──────── SUPPLIED MATERIAL ────────

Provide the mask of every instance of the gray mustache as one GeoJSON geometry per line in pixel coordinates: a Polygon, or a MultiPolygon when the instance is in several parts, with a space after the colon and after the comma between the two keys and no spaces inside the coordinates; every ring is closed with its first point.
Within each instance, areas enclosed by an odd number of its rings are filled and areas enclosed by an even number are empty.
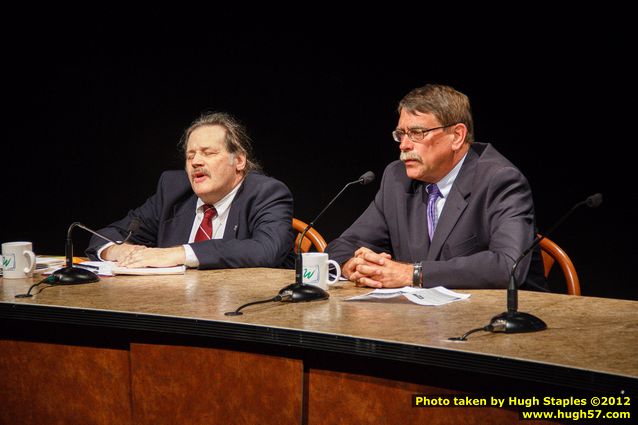
{"type": "Polygon", "coordinates": [[[205,168],[196,168],[191,172],[191,176],[194,176],[197,173],[202,173],[202,174],[206,174],[207,176],[210,177],[210,173],[208,172],[208,170],[206,170],[205,168]]]}
{"type": "Polygon", "coordinates": [[[416,152],[401,152],[401,155],[399,155],[399,159],[401,161],[407,161],[409,159],[413,159],[415,161],[423,162],[423,159],[421,158],[421,156],[416,152]]]}

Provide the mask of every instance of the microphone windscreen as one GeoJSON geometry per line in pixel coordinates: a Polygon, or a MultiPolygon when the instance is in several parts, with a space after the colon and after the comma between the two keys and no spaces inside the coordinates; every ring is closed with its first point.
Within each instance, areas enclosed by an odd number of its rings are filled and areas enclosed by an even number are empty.
{"type": "Polygon", "coordinates": [[[361,184],[368,184],[374,181],[374,173],[372,171],[366,171],[361,177],[359,177],[361,184]]]}
{"type": "Polygon", "coordinates": [[[587,203],[589,208],[596,208],[603,203],[603,195],[601,193],[594,193],[585,200],[585,203],[587,203]]]}
{"type": "Polygon", "coordinates": [[[135,217],[131,220],[131,224],[128,225],[128,231],[131,233],[135,233],[139,230],[140,225],[142,223],[140,222],[140,219],[135,217]]]}

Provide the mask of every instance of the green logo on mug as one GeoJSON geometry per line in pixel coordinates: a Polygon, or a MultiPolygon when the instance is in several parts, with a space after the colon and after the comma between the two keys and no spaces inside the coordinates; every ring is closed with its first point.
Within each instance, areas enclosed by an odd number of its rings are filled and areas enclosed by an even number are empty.
{"type": "Polygon", "coordinates": [[[303,280],[306,283],[319,282],[319,266],[304,267],[303,280]]]}
{"type": "Polygon", "coordinates": [[[2,268],[7,271],[13,271],[16,268],[16,257],[13,254],[2,256],[2,268]]]}

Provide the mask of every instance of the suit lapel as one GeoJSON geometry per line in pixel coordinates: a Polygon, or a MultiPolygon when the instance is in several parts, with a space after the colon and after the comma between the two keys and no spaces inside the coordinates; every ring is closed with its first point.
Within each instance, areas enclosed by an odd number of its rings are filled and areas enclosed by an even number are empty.
{"type": "MultiPolygon", "coordinates": [[[[237,194],[239,196],[239,193],[237,194]]],[[[230,205],[230,211],[228,211],[228,220],[226,220],[226,228],[224,229],[223,240],[237,239],[237,232],[239,231],[239,203],[237,198],[233,199],[233,203],[230,205]]]]}
{"type": "Polygon", "coordinates": [[[407,226],[399,226],[399,228],[404,229],[401,236],[409,241],[408,247],[412,261],[424,258],[430,247],[430,239],[427,236],[427,195],[425,195],[424,184],[415,181],[411,185],[411,190],[407,193],[404,220],[407,226]]]}
{"type": "Polygon", "coordinates": [[[467,208],[467,197],[472,192],[472,181],[476,170],[477,158],[478,155],[470,149],[465,157],[463,166],[461,166],[461,170],[459,170],[459,175],[456,176],[452,184],[448,199],[445,200],[445,205],[443,211],[441,211],[439,222],[436,225],[434,237],[430,244],[430,250],[428,251],[428,260],[436,260],[439,257],[445,241],[452,233],[463,211],[467,208]]]}
{"type": "Polygon", "coordinates": [[[223,240],[231,240],[237,239],[237,233],[239,232],[239,213],[243,209],[244,206],[244,188],[246,186],[246,180],[249,179],[250,174],[244,178],[244,181],[241,182],[241,186],[237,189],[237,194],[235,195],[235,199],[233,199],[232,204],[230,204],[230,210],[228,211],[228,218],[226,219],[226,228],[224,229],[224,237],[223,240]]]}
{"type": "Polygon", "coordinates": [[[188,242],[195,220],[197,196],[189,197],[185,202],[175,205],[173,216],[166,219],[164,227],[164,246],[182,245],[188,242]]]}
{"type": "Polygon", "coordinates": [[[459,217],[465,211],[467,207],[467,201],[465,198],[455,190],[452,186],[452,190],[448,194],[448,199],[445,201],[445,206],[439,217],[439,222],[436,225],[434,237],[430,244],[430,250],[428,251],[428,260],[435,260],[438,258],[443,244],[447,240],[448,236],[452,232],[452,229],[456,225],[459,217]]]}

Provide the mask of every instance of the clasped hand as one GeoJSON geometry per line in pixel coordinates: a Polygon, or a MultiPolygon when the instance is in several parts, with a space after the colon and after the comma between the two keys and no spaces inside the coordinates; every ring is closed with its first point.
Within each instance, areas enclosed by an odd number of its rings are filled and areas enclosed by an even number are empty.
{"type": "Polygon", "coordinates": [[[345,262],[342,274],[357,286],[399,288],[412,284],[412,264],[394,261],[387,252],[377,254],[369,248],[359,248],[345,262]]]}

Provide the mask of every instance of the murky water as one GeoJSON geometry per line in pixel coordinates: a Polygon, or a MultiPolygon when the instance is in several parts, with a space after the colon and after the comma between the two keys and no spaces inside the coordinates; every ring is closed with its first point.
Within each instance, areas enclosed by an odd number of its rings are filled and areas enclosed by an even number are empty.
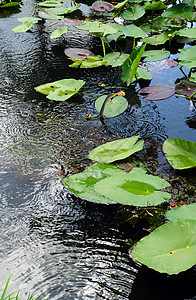
{"type": "MultiPolygon", "coordinates": [[[[91,14],[84,4],[82,11],[91,14]]],[[[65,41],[51,41],[49,21],[31,32],[11,32],[16,18],[33,13],[33,2],[0,12],[1,286],[12,274],[10,289],[20,289],[23,297],[31,290],[53,300],[143,299],[145,293],[137,296],[140,265],[128,256],[127,232],[115,222],[115,207],[67,195],[62,168],[82,170],[90,149],[116,137],[196,141],[195,110],[184,98],[150,102],[130,90],[124,114],[105,126],[86,120],[85,113],[94,112],[94,100],[103,93],[98,83],[121,85],[119,71],[68,68],[63,48],[87,47],[96,53],[97,41],[70,31],[65,41]],[[34,91],[41,83],[69,77],[86,81],[84,96],[56,103],[34,91]]],[[[177,68],[153,72],[155,84],[167,78],[174,85],[174,78],[181,77],[177,68]]],[[[158,298],[151,294],[149,299],[158,298]]]]}

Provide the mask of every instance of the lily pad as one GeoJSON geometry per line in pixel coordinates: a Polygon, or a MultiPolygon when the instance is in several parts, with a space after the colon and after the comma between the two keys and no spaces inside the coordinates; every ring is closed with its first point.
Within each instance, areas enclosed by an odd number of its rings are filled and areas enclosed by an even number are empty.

────────

## THE PROBLEM
Print the whole listing exactly. No pictures belong in the copy.

## SOLUTION TO THIS TASK
Provide the mask of every instance of the gray mustache as one GeoJSON geometry per line in pixel coordinates: a Polygon, or a MultiPolygon when the instance is in several parts, with a space after the colon and after the comma between the two keys and no spaces inside the coordinates; every ring is closed with its first point.
Within each instance, areas enclosed by an odd number of its rings are filled and areas enclosed by an even number are empty.
{"type": "Polygon", "coordinates": [[[205,168],[196,168],[191,172],[191,176],[194,176],[197,173],[202,173],[202,174],[206,174],[207,176],[210,177],[210,173],[208,172],[208,170],[206,170],[205,168]]]}
{"type": "Polygon", "coordinates": [[[416,152],[401,152],[401,155],[399,155],[399,159],[401,161],[407,161],[409,159],[413,159],[415,161],[423,162],[423,159],[421,158],[421,156],[416,152]]]}

Provide the mask of every instance of the microphone windscreen as one GeoJSON geometry per line in pixel coordinates: a Polygon, or a MultiPolygon when the instance is in several parts, with a space after the colon and after the comma between the two keys and no spaces inside the coordinates; every ring is closed with its first point.
Within each instance, areas enclosed by an odd number of its rings are filled and areas enclosed by an even number are empty.
{"type": "Polygon", "coordinates": [[[361,184],[368,184],[374,181],[374,173],[372,171],[366,171],[361,177],[359,177],[361,184]]]}
{"type": "Polygon", "coordinates": [[[587,203],[589,208],[596,208],[603,203],[603,195],[601,193],[594,193],[585,200],[585,203],[587,203]]]}
{"type": "Polygon", "coordinates": [[[135,217],[131,220],[131,224],[128,225],[128,231],[131,233],[135,233],[139,230],[140,225],[142,223],[140,222],[140,219],[135,217]]]}

Provide the mask of every instance of the green logo on mug as one GeoJSON geometry per line in pixel coordinates: a Polygon, or a MultiPolygon when the instance is in several parts, with a space after the colon and after the comma between the two keys and no spaces inside the coordinates; every ring is closed with its first point.
Within each instance, areas enclosed by an odd number of its rings are filled and areas enclosed by an even number are empty.
{"type": "Polygon", "coordinates": [[[303,280],[306,283],[319,282],[319,266],[304,267],[303,280]]]}
{"type": "Polygon", "coordinates": [[[2,268],[7,271],[13,271],[16,268],[16,257],[13,254],[2,256],[2,268]]]}

Provide the mask of every instance of the suit lapel as one GeoJSON geometry per line in pixel coordinates: a Polygon, or a MultiPolygon when the instance is in several parts, with a space after the colon and after the comma between the two keys and no spaces inside the coordinates; every ring is closed with its first point.
Within each instance, areas enclosed by an odd number of its rings are filled and areas enclosed by an even number are empty.
{"type": "MultiPolygon", "coordinates": [[[[237,194],[239,196],[239,193],[237,194]]],[[[230,205],[230,211],[228,211],[228,220],[226,220],[226,228],[224,229],[223,240],[237,239],[237,232],[239,231],[239,203],[237,198],[233,199],[233,203],[230,205]]]]}
{"type": "Polygon", "coordinates": [[[407,226],[399,226],[399,228],[404,229],[401,236],[409,241],[408,247],[412,261],[424,258],[430,247],[430,239],[427,236],[427,195],[425,195],[424,184],[415,181],[411,185],[411,190],[407,193],[404,220],[407,226]]]}
{"type": "Polygon", "coordinates": [[[467,208],[467,197],[472,192],[472,181],[476,170],[477,158],[478,155],[470,149],[465,157],[463,166],[461,166],[461,170],[459,170],[459,175],[456,176],[452,184],[448,199],[445,200],[445,205],[443,211],[441,211],[439,222],[436,225],[434,237],[430,244],[430,250],[428,251],[428,260],[436,260],[439,257],[445,241],[452,233],[463,211],[467,208]]]}
{"type": "Polygon", "coordinates": [[[223,240],[231,240],[237,239],[237,233],[239,232],[239,213],[243,209],[244,206],[244,188],[246,186],[246,180],[249,179],[250,174],[244,178],[244,181],[241,182],[241,186],[237,189],[237,194],[235,195],[235,199],[233,199],[232,204],[230,204],[230,210],[228,211],[228,218],[226,219],[226,228],[224,229],[224,237],[223,240]]]}
{"type": "Polygon", "coordinates": [[[188,242],[195,220],[197,196],[189,197],[185,202],[175,205],[173,216],[166,219],[164,227],[164,246],[182,245],[188,242]]]}
{"type": "Polygon", "coordinates": [[[459,217],[465,211],[467,207],[467,201],[465,198],[455,190],[452,186],[452,190],[448,194],[448,199],[445,201],[445,206],[439,217],[439,222],[436,225],[434,237],[430,244],[430,250],[428,251],[428,260],[435,260],[438,258],[443,244],[447,240],[448,236],[452,232],[452,229],[456,225],[459,217]]]}

Provide the mask of every instance of the clasped hand as one GeoJSON geometry per line in pixel coordinates: a Polygon, or a MultiPolygon when the instance is in several parts, with a space after the colon and after the comma between the two keys and no spaces inside the coordinates; every ring is closed with its first point.
Within each instance, areas enclosed by an odd number of its rings are filled and areas enclosed by an even number are empty.
{"type": "Polygon", "coordinates": [[[345,262],[342,274],[357,286],[399,288],[412,284],[412,264],[394,261],[387,252],[377,254],[369,248],[359,248],[345,262]]]}

Provide the mask of every instance of the murky water as one GeoJSON geometry per line in pixel coordinates: a Polygon, or a MultiPolygon when the instance is in several parts, with a space after the colon and after the comma between the two keys and no spaces inside the coordinates; every ring is closed with its first point.
Within each instance, areas enclosed by an odd number of its rings are filled and areas enclosed by an even number are empty.
{"type": "MultiPolygon", "coordinates": [[[[91,14],[84,4],[82,11],[91,14]]],[[[65,41],[51,41],[49,21],[31,32],[11,32],[16,18],[33,13],[33,2],[0,12],[1,286],[12,274],[10,289],[20,289],[23,297],[31,290],[53,300],[143,299],[145,293],[137,296],[140,265],[128,256],[127,232],[115,222],[115,207],[67,195],[62,168],[82,170],[90,149],[116,137],[196,141],[195,110],[184,98],[150,102],[130,90],[124,114],[105,126],[86,120],[85,113],[94,112],[94,100],[103,93],[98,83],[121,85],[119,71],[68,68],[63,48],[87,47],[96,53],[97,41],[70,31],[65,41]],[[34,91],[41,83],[69,77],[86,81],[84,96],[56,103],[34,91]]],[[[177,68],[153,72],[155,84],[167,78],[174,85],[174,78],[181,77],[177,68]]],[[[158,298],[151,294],[149,299],[158,298]]]]}

Provide the mask of every instance of the lily pad as one GeoJSON geometry per line in pixel coordinates: a Polygon, or a MultiPolygon when the instance is in several parts, with a space after the colon and after the comma between the two keys and no spaces inside the coordinates; every ring is closed with its first point.
Within each instance, areas enclosed by an odd number of its rings are filled and areas enclosed by an even number are empty.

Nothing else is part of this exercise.